======== Selected text

2541. Commander-in-chief of the National Guard of the District of Columbia.— That the President of the United States shall be the commander in chief of the militia of the District of Columbia. Sec. 6, act of Mar. 1, 1889 (25 Stat. 773). 2542. Commanding general of the National Guard of the District of Columbia. That there shall be appointed and commissioned by the President of the United States a commanding general of the militia of the District of Columbia, with the rank of brigadier-general, who shall hold office until his successor is appointed and qualified, but may be removed at any time by the President. Sec. 7, act of Mar. 1, 1889 (25 Stat. 773).

================
======== Entries supplied

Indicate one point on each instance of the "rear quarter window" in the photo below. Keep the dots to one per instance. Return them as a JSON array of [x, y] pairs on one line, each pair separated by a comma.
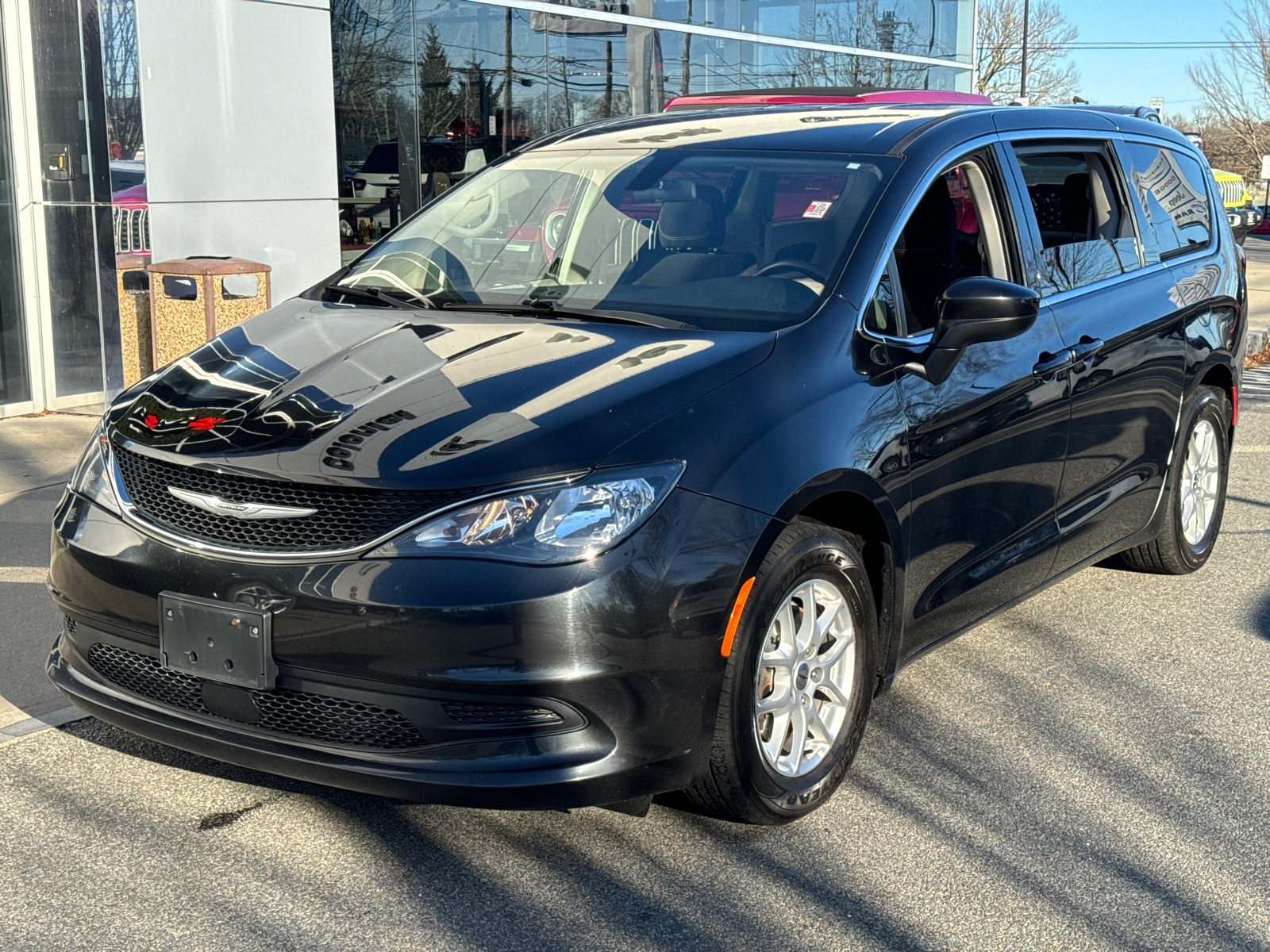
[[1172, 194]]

================
======== Entries supplied

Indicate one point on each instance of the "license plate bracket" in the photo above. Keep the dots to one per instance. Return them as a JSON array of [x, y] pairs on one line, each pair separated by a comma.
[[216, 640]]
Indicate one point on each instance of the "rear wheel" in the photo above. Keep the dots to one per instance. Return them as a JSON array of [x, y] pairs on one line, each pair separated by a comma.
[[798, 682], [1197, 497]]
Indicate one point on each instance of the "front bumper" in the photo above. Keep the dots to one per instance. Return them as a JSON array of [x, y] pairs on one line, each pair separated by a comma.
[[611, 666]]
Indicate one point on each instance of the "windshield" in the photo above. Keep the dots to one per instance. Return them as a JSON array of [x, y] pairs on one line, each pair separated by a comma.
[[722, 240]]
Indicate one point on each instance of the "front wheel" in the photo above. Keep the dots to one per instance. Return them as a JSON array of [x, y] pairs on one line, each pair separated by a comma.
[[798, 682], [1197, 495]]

================
======== Entries supplied

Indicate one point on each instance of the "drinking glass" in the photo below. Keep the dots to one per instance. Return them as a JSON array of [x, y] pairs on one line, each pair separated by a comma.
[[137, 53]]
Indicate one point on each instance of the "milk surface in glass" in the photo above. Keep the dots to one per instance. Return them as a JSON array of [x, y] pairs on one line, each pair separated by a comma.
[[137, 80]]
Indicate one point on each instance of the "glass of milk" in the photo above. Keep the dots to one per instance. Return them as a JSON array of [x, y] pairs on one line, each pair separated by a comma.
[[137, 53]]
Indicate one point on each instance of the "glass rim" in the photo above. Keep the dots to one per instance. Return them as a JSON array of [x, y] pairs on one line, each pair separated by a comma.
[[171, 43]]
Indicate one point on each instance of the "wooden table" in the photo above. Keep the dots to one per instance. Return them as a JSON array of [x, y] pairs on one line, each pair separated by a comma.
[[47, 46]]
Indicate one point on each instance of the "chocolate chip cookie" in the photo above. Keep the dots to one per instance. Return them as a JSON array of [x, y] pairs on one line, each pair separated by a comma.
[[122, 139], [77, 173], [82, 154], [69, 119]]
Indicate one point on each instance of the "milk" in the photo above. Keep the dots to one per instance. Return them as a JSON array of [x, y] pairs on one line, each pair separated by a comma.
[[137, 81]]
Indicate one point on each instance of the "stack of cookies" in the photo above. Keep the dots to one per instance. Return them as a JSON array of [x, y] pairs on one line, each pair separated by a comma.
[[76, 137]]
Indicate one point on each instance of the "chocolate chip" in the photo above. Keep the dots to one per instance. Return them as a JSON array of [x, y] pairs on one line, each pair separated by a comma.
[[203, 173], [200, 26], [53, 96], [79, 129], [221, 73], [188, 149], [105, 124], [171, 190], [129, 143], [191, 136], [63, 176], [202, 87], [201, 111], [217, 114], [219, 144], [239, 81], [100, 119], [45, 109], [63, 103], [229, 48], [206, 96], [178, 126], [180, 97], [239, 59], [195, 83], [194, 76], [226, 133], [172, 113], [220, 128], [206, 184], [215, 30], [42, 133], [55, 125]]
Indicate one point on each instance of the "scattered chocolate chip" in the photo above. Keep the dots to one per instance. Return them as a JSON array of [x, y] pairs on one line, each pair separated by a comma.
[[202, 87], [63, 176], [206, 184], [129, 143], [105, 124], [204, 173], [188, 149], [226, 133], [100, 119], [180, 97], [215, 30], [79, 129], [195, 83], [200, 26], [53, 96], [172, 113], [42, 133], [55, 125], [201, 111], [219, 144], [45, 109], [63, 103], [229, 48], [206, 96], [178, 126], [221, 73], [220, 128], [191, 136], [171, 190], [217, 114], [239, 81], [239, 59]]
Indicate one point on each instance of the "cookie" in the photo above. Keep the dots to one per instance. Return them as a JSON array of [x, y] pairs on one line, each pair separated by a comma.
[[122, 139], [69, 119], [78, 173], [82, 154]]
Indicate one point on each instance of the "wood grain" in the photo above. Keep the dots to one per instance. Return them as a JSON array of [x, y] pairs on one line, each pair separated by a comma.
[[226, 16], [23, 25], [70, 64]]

================

**Task instructions**
Please return the passage in the National Guard text from "2541. Commander-in-chief of" to "7, act of Mar. 1, 1889 (25 Stat. 773).", copied word for word.

**Answer to this task**
2541. Commander-in-chief of the National Guard of the District of Columbia.— That the President of the United States shall be the commander in chief of the militia of the District of Columbia. Sec. 6, act of Mar. 1, 1889 (25 Stat. 773). 2542. Commanding general of the National Guard of the District of Columbia. That there shall be appointed and commissioned by the President of the United States a commanding general of the militia of the District of Columbia, with the rank of brigadier-general, who shall hold office until his successor is appointed and qualified, but may be removed at any time by the President. Sec. 7, act of Mar. 1, 1889 (25 Stat. 773).